## ВАШЕ ЗАДАНИЕ:
Замените «positive» на «foreground» в отрывке, который начинается строкой с «add or remove.» и заканчивается строкой с «negative clicks: (109, 1134) (34, 968)», оставив всё прочее как есть. Выведите только этот отрывок.

## ДАННЫЕ ЗАДАНИЯ:
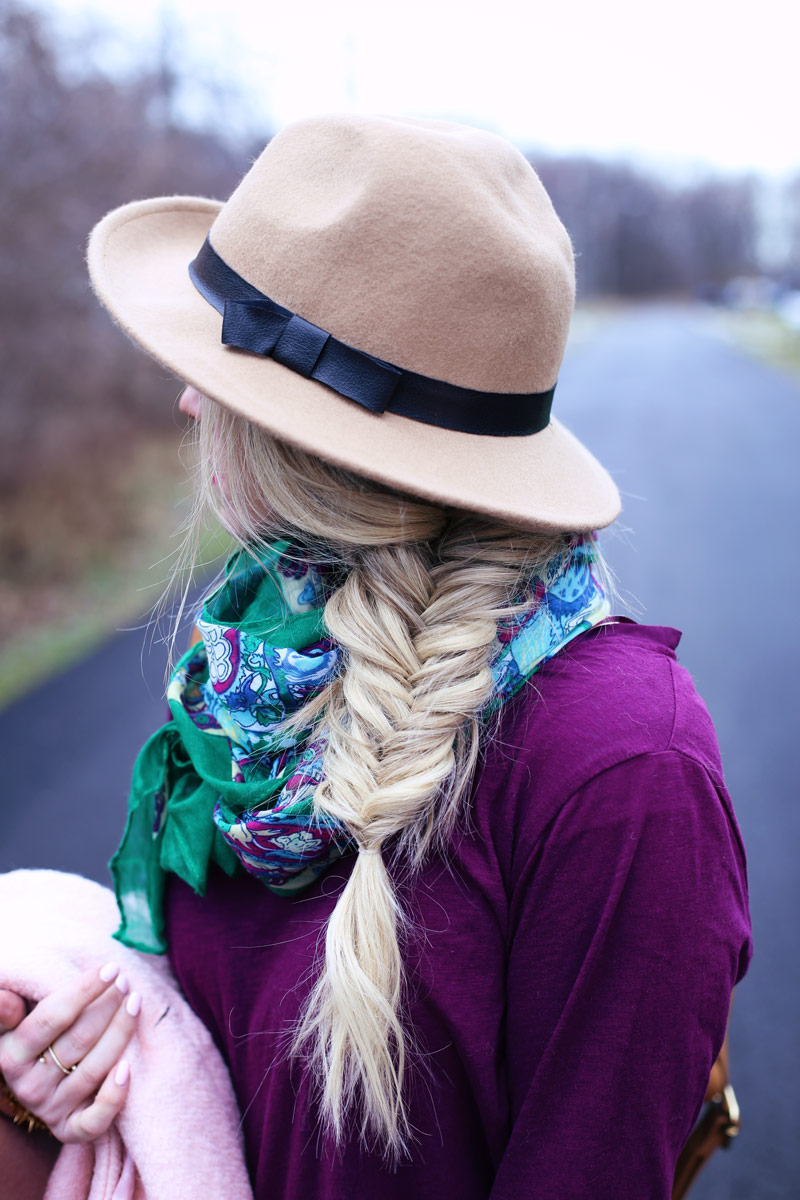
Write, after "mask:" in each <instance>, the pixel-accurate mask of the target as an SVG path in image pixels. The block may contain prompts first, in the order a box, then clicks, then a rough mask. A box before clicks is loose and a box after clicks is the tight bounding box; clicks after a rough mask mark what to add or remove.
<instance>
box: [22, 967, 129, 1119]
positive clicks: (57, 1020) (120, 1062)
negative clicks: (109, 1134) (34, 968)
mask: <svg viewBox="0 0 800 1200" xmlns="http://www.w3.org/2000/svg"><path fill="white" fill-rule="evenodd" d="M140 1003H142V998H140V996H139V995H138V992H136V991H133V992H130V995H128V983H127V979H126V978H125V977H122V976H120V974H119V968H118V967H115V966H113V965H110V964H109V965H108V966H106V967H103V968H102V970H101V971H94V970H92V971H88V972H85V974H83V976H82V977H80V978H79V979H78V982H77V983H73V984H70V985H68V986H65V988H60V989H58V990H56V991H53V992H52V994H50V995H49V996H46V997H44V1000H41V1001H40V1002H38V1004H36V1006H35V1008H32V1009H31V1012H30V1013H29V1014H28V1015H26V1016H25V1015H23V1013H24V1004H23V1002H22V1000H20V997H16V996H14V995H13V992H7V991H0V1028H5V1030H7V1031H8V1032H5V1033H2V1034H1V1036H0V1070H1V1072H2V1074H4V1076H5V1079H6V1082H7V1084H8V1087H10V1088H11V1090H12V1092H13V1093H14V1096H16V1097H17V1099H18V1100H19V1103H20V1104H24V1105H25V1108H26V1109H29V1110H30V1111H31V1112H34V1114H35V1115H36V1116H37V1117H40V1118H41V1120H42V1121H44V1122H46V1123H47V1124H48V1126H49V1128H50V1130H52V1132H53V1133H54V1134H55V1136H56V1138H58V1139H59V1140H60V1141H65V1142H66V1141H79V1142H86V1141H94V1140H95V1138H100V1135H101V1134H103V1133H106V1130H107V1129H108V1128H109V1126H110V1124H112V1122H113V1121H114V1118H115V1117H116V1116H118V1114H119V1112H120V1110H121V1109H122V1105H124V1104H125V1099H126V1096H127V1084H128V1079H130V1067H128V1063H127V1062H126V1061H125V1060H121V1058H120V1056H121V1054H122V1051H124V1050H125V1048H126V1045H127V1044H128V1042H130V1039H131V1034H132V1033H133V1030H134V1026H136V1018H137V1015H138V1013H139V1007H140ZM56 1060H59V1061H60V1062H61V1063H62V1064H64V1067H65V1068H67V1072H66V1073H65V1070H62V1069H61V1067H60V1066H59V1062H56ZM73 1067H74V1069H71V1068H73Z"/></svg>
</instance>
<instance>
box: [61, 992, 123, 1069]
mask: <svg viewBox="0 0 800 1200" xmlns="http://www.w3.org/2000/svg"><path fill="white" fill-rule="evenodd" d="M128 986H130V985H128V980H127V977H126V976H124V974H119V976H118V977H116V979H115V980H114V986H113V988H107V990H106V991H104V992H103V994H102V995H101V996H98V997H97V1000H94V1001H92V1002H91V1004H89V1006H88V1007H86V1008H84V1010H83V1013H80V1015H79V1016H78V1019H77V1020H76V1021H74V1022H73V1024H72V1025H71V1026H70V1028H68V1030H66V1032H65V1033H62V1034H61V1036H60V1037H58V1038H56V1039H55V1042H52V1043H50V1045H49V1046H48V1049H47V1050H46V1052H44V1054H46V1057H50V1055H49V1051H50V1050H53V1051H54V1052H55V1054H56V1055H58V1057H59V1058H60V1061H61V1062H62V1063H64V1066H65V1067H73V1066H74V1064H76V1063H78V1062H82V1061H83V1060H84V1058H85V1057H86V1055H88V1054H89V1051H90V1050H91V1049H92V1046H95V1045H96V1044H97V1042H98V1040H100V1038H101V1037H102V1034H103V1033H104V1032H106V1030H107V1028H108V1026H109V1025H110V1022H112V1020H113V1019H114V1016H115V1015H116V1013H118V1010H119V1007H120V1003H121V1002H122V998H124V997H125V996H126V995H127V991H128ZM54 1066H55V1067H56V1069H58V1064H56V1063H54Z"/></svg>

...

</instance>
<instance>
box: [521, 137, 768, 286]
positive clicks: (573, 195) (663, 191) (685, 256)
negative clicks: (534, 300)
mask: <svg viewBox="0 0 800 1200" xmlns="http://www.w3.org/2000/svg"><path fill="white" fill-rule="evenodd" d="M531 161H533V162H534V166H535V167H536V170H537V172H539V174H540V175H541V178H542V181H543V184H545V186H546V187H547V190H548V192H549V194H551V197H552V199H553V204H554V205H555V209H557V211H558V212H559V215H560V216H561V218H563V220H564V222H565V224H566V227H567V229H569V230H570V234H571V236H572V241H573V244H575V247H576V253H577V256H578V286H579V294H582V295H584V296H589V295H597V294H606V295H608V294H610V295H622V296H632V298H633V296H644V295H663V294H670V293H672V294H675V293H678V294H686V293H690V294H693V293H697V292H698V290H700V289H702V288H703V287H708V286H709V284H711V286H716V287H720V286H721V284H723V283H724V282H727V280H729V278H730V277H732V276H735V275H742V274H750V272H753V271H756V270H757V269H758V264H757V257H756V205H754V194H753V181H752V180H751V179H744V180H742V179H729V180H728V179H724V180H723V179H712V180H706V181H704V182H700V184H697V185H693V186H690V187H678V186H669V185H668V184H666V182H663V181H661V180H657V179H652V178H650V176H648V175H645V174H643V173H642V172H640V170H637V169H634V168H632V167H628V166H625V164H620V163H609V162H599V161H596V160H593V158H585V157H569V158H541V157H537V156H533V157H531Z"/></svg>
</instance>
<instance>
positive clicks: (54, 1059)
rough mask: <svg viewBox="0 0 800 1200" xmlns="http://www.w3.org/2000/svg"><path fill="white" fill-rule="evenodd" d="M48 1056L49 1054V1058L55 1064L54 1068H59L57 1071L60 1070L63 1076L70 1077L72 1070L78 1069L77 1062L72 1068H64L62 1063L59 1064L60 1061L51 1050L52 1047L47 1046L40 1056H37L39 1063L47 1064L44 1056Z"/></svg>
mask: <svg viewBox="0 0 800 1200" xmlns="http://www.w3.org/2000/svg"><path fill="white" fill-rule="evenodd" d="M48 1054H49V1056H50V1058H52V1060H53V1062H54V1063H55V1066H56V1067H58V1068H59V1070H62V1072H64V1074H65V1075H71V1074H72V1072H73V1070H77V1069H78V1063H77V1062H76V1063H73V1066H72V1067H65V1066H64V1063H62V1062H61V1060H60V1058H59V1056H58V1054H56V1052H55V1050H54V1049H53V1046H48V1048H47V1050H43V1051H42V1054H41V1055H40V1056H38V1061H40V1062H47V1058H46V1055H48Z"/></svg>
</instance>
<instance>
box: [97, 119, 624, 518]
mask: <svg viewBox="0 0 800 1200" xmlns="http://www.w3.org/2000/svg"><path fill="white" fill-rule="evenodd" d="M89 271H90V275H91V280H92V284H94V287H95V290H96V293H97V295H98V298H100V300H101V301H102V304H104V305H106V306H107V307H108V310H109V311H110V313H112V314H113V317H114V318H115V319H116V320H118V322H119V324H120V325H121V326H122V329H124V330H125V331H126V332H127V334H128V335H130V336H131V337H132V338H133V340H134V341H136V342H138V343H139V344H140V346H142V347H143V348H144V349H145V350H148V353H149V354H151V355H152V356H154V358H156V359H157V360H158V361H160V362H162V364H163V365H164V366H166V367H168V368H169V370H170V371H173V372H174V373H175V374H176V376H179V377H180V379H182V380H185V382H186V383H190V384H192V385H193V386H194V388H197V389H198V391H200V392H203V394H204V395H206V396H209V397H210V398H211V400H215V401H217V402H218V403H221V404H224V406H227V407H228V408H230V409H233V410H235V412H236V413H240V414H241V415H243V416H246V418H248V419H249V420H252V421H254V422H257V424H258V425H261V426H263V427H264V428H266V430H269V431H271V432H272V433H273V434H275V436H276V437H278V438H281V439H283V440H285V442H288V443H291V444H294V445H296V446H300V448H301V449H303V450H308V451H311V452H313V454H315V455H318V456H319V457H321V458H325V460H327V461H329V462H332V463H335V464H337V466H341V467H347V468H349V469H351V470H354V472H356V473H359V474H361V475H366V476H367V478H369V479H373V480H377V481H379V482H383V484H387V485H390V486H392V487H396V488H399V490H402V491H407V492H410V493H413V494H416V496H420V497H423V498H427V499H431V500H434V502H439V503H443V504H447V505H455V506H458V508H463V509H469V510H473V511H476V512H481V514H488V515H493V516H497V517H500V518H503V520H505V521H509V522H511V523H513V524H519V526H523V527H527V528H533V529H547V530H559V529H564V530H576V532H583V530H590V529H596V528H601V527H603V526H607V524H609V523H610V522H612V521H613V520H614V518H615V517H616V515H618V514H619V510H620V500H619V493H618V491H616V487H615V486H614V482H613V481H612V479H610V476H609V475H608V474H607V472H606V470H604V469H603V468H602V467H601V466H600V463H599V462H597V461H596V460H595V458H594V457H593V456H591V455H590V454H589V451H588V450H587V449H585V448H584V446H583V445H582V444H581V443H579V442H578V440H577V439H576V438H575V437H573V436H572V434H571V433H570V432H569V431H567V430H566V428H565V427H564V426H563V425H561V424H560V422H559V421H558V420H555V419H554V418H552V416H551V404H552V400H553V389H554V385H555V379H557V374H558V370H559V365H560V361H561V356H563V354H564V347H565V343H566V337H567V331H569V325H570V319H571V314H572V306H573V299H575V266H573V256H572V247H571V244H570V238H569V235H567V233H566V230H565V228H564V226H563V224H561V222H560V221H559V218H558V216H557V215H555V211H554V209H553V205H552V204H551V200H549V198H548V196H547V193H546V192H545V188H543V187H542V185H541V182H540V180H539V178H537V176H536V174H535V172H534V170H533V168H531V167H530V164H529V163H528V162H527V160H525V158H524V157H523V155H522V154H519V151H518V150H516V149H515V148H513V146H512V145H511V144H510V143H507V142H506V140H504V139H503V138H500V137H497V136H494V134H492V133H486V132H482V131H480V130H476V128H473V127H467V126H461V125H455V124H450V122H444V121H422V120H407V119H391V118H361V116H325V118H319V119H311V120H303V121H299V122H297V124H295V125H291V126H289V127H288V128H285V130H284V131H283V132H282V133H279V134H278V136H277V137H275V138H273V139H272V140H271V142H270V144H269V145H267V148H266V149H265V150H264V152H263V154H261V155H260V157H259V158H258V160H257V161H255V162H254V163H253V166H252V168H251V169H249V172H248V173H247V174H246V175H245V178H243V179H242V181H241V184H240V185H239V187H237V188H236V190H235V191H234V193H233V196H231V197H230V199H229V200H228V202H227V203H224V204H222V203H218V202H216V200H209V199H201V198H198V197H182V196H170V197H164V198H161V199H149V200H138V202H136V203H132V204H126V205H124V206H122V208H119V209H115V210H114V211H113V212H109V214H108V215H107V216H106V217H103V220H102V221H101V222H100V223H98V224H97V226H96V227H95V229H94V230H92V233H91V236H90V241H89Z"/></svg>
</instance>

## РЕШЕНИЕ ЗАДАНИЯ:
Write, after "mask:" in each <instance>, the pixel-accurate mask of the target as an SVG path in image pixels. The block may contain prompts first, in the order a box, then clicks, then a rough mask. A box before clicks is loose and a box after clicks is the tight bounding box; clicks after a rough mask mark what to add or remove.
<instance>
box: [22, 967, 129, 1119]
foreground clicks: (57, 1020) (120, 1062)
negative clicks: (109, 1134) (34, 968)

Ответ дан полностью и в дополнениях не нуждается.